> [Data]:
===============

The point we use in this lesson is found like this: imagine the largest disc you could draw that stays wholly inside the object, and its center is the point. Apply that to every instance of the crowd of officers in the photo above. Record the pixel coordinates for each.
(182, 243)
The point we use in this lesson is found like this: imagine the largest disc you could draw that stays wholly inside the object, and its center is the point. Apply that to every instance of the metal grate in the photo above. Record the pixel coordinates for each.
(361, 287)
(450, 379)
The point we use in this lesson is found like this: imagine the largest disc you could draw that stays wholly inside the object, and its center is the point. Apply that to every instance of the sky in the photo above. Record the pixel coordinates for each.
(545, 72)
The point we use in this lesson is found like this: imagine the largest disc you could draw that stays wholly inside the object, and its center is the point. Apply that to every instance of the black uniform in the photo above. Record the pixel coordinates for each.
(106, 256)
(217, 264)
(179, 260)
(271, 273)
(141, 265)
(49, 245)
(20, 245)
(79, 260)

===============

Copy out each entry exactly, leaving nothing out.

> [Exercise output]:
The point we use in this lesson is found like this: imagine the largest disc you could draw that stays wholly inside the object, and its center is the point. Apply that to every instance of the crowd of officers in the photo above. Record the pixel coordinates for each.
(182, 243)
The point we use in this lesson is found like this: imagine the largest disc you could draw that stays wholly inside the object, and its center is the point. Apply that to every instance of the metal grate in the photo above. Record the pixel coordinates for each.
(361, 287)
(450, 379)
The point we use in this lesson is found like this: imagine the largest disc you could draw that stays wholly inside the object, and its center is the point. Apply that to every instance of the sky in the photo above. Record the pixel coordinates for each.
(545, 72)
The point we use in this lesson is found like this: imagine the largest disc you could draw that stays wholly inside the object, and its center is the point. Apply that to every instance of the black uniform in the photo above. Record the pixel coordinates for each.
(106, 256)
(217, 264)
(179, 260)
(271, 273)
(141, 265)
(49, 245)
(20, 245)
(79, 260)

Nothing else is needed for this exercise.